(Material for this task Opens)

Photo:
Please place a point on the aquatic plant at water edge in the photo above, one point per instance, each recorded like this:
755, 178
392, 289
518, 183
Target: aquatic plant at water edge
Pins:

(Material for this task Closes)

> _Goal of the exercise_
Please copy each record shown above exactly.

> _Output_
Photo:
Please place a point on the aquatic plant at water edge in the photo above, one point per instance, each recorded like this:
755, 178
392, 289
518, 183
Target: aquatic plant at water edge
Pins:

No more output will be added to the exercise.